**What this task involves:** Please resume the press release on Viola Moriarty's three exhibitions, picking up right after its final sentence.

**Selected excerpt:**
Segment Open

Monday, October 19, 2009

PRESS RELEASE: Viola Moriarty exhibits

Bennington artist Viola Moriarty is showing three concurrent exhibitions of recent work: at Southern Vermont College in Bennington, the Spiral Press Café in Manchester Center, and Images Cinema in Williamstown, Mass.

Moriarty will display select works from her “Ex Voto Suscepto” series at Southern Vermont College. The series, created while Moriarty was undergoing treatment for breast cancer and displayed to wide acclaim at the Southwestern Vermont Regional Cancer Center earlier this year, opens in the Burgdorff Gallery in Everett Mansion on Friday, October 23.

The exhibit is part of Breast Cancer Awareness month and complements nurse-scientist Marsha Fonteyn’s talk, “The Experience of Living with Metastatic Breast Cancer: Insights Gained from Women’s Expressive Writings,” on Tuesday, October 27, at 2:45 p.m. in SVC’s Everett Theatre. Information: SVC, 802.447.6388 or www.svc.edu.

Segment Closed

**Given information:**
Segment Open

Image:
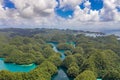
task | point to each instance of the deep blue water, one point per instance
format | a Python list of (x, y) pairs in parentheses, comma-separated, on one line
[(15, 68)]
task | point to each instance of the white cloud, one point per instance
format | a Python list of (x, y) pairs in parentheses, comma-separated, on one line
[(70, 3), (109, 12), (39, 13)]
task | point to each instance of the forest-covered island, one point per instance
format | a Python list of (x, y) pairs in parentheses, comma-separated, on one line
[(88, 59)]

Segment Closed
Segment Open

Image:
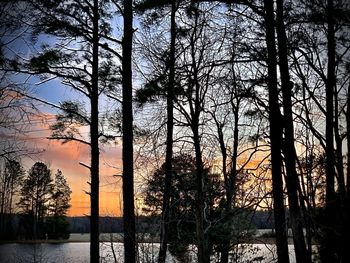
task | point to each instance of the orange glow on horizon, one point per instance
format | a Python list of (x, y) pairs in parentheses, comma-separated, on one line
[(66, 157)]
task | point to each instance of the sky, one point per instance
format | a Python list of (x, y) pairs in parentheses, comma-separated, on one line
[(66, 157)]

Segment Closed

**Written answer:**
Moriarty’s vibrant and bold works in various media presented in “Sketches” — now on view at the Spiral Press Café, 15 Bonnet Street in Manchester Center — explore the points where abstraction meets realism. Each is a study in color relationships that excites a spontaneous conversation between the artist, the subject, and the viewer. Moriarty completed all of the pieces live — some in recent weeks while on a moving train across the country. All of the works are for sale, and purchasers receive a 50% off coupon for framing at Joyce Kennedy Framing. Information: Spiral Press Café, 802.362.9944

Moriarty’s “Sketches in Oil” recently opened at Images Cinema, 50 Spring Street in Williamstown, Mass. These eight oil sketches were done from life, in sessions as brief as six minutes or as long as six hours. The human subjects represented are what Moriarty calls “a few of the beloved ‘Patron Saints’ of our border-town communities.” These portraits, along with a graveyard triptych and the color block study, are each a study in color relationships, each exploring the points where abstraction meets realism.